## WORK TO BE COMPLETED
Starting at the line below holding "Target: stork claw" and stopping at the line holding "Target: stork head", print every line exactly, both ends included, and leave the rest out.

-------- SUPPLIED MATERIAL --------

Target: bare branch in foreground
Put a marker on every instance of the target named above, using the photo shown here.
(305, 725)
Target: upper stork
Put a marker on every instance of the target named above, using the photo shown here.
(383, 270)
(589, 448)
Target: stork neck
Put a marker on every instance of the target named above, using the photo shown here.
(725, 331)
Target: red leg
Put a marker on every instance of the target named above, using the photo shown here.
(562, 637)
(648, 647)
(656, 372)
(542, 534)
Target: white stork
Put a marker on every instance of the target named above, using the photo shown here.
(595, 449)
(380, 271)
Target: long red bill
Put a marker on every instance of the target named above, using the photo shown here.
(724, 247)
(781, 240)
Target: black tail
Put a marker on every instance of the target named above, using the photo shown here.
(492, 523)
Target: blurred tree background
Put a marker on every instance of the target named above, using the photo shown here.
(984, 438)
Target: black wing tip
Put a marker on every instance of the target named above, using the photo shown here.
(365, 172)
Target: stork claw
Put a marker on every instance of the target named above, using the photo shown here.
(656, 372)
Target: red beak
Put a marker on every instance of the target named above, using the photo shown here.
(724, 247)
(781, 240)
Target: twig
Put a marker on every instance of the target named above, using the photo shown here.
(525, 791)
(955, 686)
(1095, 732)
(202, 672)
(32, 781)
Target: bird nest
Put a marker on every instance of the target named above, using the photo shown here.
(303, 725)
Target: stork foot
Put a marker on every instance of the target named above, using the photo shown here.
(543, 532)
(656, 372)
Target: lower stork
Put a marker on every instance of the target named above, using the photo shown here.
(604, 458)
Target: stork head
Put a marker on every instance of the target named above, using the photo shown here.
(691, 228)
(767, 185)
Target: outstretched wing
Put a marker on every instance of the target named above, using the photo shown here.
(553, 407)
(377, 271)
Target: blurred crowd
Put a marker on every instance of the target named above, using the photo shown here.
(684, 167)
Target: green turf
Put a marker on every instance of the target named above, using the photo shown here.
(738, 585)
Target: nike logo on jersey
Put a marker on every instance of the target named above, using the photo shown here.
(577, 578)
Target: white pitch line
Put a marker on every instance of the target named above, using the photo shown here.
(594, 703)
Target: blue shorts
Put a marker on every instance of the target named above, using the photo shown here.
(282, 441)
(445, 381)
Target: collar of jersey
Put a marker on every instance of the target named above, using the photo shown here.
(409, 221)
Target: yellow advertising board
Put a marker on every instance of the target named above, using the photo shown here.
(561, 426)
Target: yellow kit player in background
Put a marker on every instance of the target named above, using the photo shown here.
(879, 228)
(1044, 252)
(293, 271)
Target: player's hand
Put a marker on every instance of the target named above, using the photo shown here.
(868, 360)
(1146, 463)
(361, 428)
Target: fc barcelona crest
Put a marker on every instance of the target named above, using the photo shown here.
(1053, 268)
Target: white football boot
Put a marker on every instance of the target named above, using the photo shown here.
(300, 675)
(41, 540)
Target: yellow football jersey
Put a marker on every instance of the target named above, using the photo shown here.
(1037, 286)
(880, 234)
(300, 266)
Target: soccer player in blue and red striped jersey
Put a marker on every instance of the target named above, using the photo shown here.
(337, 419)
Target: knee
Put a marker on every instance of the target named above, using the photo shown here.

--------

## TASK ANSWER
Target: stork claw
Put a marker on every instance of the target named above, using the photo shown here.
(656, 372)
Target: red beak
Put a marker on every instance of the target named above, using the photo shown here.
(724, 247)
(781, 240)
Target: twig
Put a marker on every instance of the target named above, using the photo shown here.
(525, 791)
(955, 686)
(1095, 732)
(202, 672)
(32, 781)
Target: bird nest
Put a marker on every instance of the target named above, using the photo shown here.
(303, 725)
Target: stork foot
Put a marker on every instance of the target named above, using the photo shown here.
(543, 532)
(656, 372)
Target: lower stork
Put a marker on every instance of the target named above, using the photo shown here.
(604, 458)
Target: stork head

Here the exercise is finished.